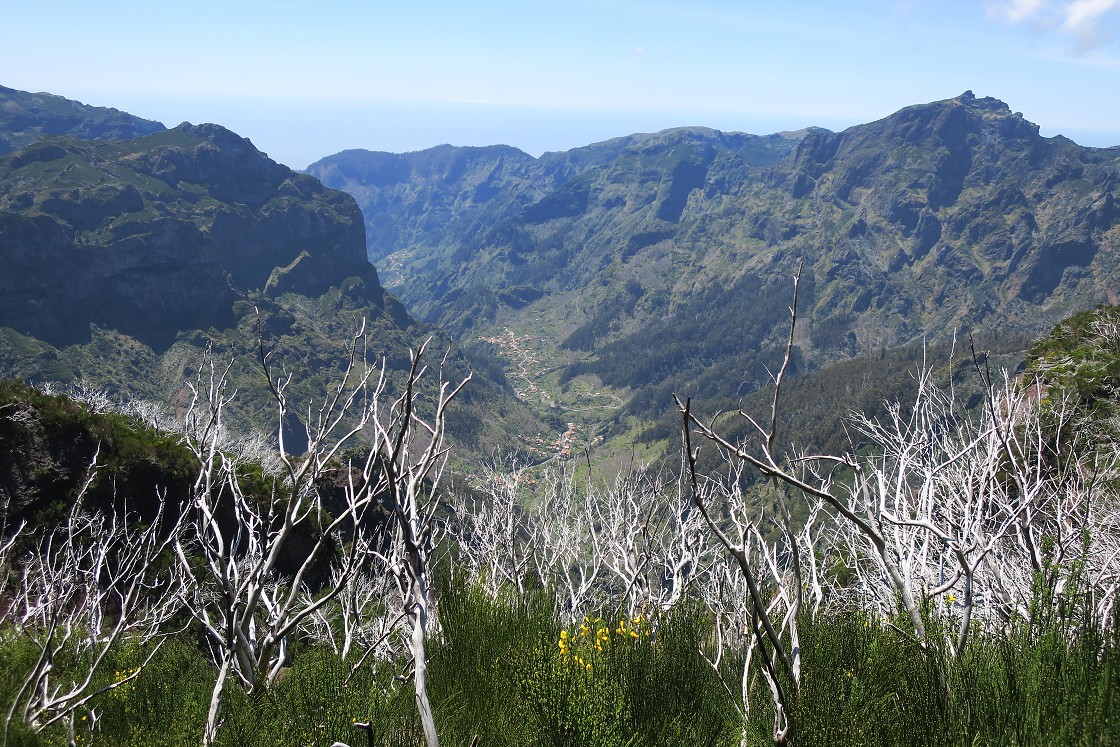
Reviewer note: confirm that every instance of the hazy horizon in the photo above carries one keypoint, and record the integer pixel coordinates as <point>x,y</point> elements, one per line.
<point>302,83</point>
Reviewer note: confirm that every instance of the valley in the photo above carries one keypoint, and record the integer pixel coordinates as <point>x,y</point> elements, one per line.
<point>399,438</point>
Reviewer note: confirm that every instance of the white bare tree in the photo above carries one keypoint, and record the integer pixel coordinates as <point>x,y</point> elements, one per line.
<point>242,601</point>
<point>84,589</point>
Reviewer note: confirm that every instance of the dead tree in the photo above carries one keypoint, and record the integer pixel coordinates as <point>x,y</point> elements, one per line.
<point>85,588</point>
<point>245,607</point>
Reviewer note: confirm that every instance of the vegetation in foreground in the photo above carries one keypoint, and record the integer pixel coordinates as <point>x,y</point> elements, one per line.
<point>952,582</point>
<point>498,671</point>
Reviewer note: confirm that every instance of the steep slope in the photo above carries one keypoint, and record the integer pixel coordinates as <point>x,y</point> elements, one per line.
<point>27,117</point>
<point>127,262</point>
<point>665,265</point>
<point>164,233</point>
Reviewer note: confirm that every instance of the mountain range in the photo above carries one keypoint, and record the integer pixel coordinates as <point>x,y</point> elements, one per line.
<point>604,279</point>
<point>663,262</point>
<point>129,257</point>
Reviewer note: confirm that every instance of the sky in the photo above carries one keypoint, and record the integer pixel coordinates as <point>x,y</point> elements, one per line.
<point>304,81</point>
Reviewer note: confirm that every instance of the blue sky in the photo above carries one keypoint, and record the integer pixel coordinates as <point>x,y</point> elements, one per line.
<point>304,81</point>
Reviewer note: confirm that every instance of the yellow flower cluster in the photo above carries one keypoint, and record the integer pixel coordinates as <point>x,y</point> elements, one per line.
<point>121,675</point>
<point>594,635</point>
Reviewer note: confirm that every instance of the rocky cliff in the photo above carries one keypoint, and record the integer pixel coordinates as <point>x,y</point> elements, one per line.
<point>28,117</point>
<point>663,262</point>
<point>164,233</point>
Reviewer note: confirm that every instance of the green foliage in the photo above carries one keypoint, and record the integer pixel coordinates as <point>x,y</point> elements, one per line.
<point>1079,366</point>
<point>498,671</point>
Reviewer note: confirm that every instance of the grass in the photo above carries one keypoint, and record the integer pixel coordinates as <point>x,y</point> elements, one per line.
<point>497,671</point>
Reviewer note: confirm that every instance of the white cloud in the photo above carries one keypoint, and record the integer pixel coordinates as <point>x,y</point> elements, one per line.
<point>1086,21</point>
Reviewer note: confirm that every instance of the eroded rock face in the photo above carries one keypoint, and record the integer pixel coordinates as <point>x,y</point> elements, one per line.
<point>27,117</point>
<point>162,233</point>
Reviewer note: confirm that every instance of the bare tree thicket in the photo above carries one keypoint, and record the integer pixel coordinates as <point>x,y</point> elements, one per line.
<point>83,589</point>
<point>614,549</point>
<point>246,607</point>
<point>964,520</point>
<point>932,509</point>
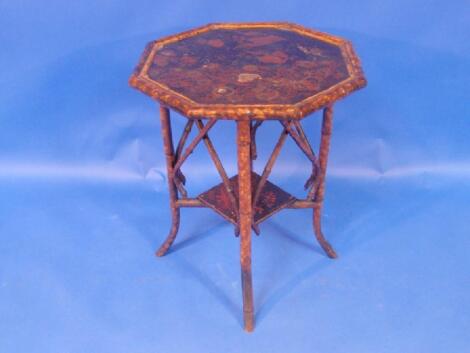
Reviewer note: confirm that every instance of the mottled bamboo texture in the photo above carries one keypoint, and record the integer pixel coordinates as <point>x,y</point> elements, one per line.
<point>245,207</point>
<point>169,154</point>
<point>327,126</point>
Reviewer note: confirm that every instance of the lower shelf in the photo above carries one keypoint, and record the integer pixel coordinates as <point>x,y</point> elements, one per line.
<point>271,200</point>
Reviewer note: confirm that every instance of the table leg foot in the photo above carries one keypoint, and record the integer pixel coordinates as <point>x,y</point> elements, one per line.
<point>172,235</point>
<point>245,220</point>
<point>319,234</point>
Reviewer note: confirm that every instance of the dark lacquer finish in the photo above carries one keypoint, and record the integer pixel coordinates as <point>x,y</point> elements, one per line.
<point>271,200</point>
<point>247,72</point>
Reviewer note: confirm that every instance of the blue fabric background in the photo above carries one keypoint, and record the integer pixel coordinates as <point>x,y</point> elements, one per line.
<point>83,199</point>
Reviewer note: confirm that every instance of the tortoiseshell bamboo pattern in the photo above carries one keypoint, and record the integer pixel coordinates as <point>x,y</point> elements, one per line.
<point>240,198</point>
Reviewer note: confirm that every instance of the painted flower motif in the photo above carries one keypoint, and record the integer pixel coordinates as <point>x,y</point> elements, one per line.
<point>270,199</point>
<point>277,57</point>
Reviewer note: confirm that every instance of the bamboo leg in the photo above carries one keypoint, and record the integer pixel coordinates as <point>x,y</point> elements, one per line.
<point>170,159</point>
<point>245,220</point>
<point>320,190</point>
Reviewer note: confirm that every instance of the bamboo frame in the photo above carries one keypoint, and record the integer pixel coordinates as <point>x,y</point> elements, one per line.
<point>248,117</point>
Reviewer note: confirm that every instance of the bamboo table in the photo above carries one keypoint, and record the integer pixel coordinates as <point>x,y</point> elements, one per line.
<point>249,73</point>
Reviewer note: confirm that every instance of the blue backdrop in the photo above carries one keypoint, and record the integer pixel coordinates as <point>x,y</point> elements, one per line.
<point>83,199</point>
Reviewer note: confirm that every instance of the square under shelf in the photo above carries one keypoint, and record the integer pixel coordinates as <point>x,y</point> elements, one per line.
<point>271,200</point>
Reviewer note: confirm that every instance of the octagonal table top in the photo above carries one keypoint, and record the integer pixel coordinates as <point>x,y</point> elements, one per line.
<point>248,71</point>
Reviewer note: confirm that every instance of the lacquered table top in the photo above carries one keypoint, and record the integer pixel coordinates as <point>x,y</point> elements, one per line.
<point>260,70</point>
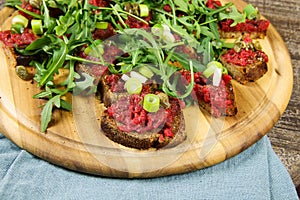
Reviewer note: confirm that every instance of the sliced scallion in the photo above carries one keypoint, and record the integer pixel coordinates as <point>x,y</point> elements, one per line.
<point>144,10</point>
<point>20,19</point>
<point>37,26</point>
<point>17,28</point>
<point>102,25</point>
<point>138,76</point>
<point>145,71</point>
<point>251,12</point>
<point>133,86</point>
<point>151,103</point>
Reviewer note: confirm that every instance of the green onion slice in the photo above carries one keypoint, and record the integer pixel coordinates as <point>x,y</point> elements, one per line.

BRIEF: Leaving out the pictures, repeat all of the entries exactly.

REPLY TO THE EXERCISE:
Reviewer note: confirm that every instance of the hazy horizon in the photo above carries one keypoint, and record the integer pixel coordinates as <point>x,y</point> elements, one per line.
<point>302,83</point>
Reviewer note: confirm that every instance of the valley in the photo above carries one keypoint, and record the integer pixel coordinates as <point>x,y</point> elements, one per line.
<point>399,438</point>
Reviewer note: confirm that every instance of the white bare tree in the photo above carries one keypoint, and record the integer pixel coordinates as <point>x,y</point> elements, one per line.
<point>242,601</point>
<point>84,589</point>
Reviewer note: confirm that every instance of the dead tree in the photo above carries one keypoint, and record the integer pixel coordinates as <point>x,y</point> elements, one per line.
<point>85,588</point>
<point>245,607</point>
Reviewer note: confirm that every instance of the vegetation in foreground in the photo above carries one keypoint, and record the integer pixel coordinates as <point>x,y</point> elements, one per line.
<point>952,582</point>
<point>498,671</point>
Reviewer note: confirm that every instance of the steep slope in the photo above carries one keypoint, and record the integer pixel coordinates as <point>x,y</point> elements, one per line.
<point>27,117</point>
<point>127,262</point>
<point>665,265</point>
<point>164,233</point>
Reviewer note: confirm that every instance of the mountain range in the photo above carries one keypoint, and record the integer pixel coordinates as <point>x,y</point> elements, one per line.
<point>604,279</point>
<point>663,262</point>
<point>129,257</point>
Reviewer note: confirm that every instance of the sky in the photo above carries one keypoint, and record the integer pixel coordinates as <point>x,y</point> elements, one per line.
<point>304,81</point>
Reviewer note: confirm that every instance of the blue sky in the photo above carries one keypoint, and record the integer pixel coordinates as <point>x,y</point> elements, one per line.
<point>304,81</point>
Reviewer note: confirm that every instance of the yellow flower cluster in the photo above carries one keypoint, and record the integer pixel coordinates as <point>x,y</point> elements, one per line.
<point>121,675</point>
<point>594,635</point>
Reviewer note: confirm that every instance of the rocky cliff in the photo above carries one keypoint, and record the integer pixel coordinates as <point>x,y</point> elements, one per line.
<point>28,117</point>
<point>663,262</point>
<point>164,233</point>
Reviewer note: confirm that every instance of the green foliage in the photo above carries one keypoint, and record the integer pixel coordinates as <point>x,y</point> elements, one per line.
<point>1079,366</point>
<point>498,671</point>
Reviewer note: confirm that every instance of the grass in the photo above carries one keypoint, and record the integer pixel coordinates as <point>x,y</point> elements, one per line.
<point>497,671</point>
Reviewer note: confirm that every instance of the white cloud in the photo above carries one keypoint, and record the integer pixel coordinates as <point>x,y</point> elements, one per line.
<point>1086,21</point>
Reviewer note: confirm that every instance of the eroded rock face in the photo above carries one keypoint, and record the integer pixel coordinates as <point>x,y</point> elements, one per line.
<point>27,117</point>
<point>162,233</point>
Reviewer note: confirm that every instance of the bare tree thicket in the photo above carries one keypoint, and record the integer pixel coordinates as <point>x,y</point> elements, one per line.
<point>83,589</point>
<point>614,549</point>
<point>246,607</point>
<point>964,520</point>
<point>932,509</point>
Reviewer note: confirm that every instance of the mottled bamboo texture in the photo above carries one keypoint, and record the integer pixel coordinates as <point>x,y</point> elements, one per line.
<point>245,207</point>
<point>169,154</point>
<point>327,126</point>
Reviewer note: confirm that every instance of the lower shelf in the photo above carries one keypoint, and record the integer pixel coordinates as <point>x,y</point> elements, one per line.
<point>271,200</point>
Reviewer note: confirm that every instance of the table leg foot in the photo above carries one keypoint, and record the integer pixel coordinates as <point>x,y</point> elements, one per line.
<point>172,235</point>
<point>245,220</point>
<point>319,234</point>
Reviewer note: confirm that every instance of the dark lacquer finish in the photo above carries one keypoint, and record the integer pixel coordinates as <point>x,y</point> elements, one per line.
<point>271,200</point>
<point>247,72</point>
Reviewer note: confirm that every instance of the blue fabric background in the photo above carries one keypoint, and record the integer pixel coordinates as <point>x,y</point> elements, one per line.
<point>83,199</point>
Reviewer note: confirm that every instance of the tortoiseshell bamboo pattern in the photo above carries one keypoint, and record the integer pixel coordinates as <point>x,y</point> elements, one per line.
<point>240,198</point>
Reviewer note: confirm that every instance of the painted flower motif in the photo above carries one keypoint, and record the integer pixel coordinates as <point>x,y</point> elements, one per line.
<point>270,199</point>
<point>277,57</point>
Reviewer note: confirm that every instance of the bamboo leg in the photo above carries one keypoint, and record the integer pixel coordinates as <point>x,y</point> elements, one per line.
<point>170,159</point>
<point>245,220</point>
<point>320,190</point>
Reviewer note: confirm that every instance of the bamboo frame in the photo above carries one keypoint, and record the integer pixel coordinates as <point>x,y</point> elements, one per line.
<point>248,117</point>
Reviewer note: confirm that every instance of the bamboo table in the photo above carries one keypoint, and record the integer pixel coordinates as <point>x,y</point> elements, one per line.
<point>249,73</point>
Reviewer note: confirm that every instance of the blue backdrop in the photo above carries one keypoint, and record the integer pixel coordinates as <point>x,y</point> elements, one per line.
<point>83,199</point>
Reviewer note: confirm that every instance of the square under shelf in the photo above carries one keypoint, and record the integer pixel coordinates as <point>x,y</point> elements, one per line.
<point>271,200</point>
Reviewer note: confirm that every instance of the octagonal table top in the photo above carries one keypoint, and record the integer pixel coordinates as <point>x,y</point> elements, one per line.
<point>248,71</point>
Reviewer note: confirm that every instance of the lacquered table top in the photo above carries one keypoint, and record the integer pixel coordinates as <point>x,y</point> elements, one per line.
<point>260,70</point>
Reviewer note: confirm that every instance of the sliced scallion in the photo above carries one keypoint, and record the integer pixel coordinates as <point>x,y</point> elements, one per line.
<point>144,10</point>
<point>20,19</point>
<point>37,26</point>
<point>17,28</point>
<point>102,25</point>
<point>138,76</point>
<point>145,71</point>
<point>251,12</point>
<point>133,86</point>
<point>151,103</point>
Reviewer note: confirm that every instance of the green onion slice in the photo above carries one keypoint, and record the integer pixel coordinates as <point>x,y</point> elements, one per line.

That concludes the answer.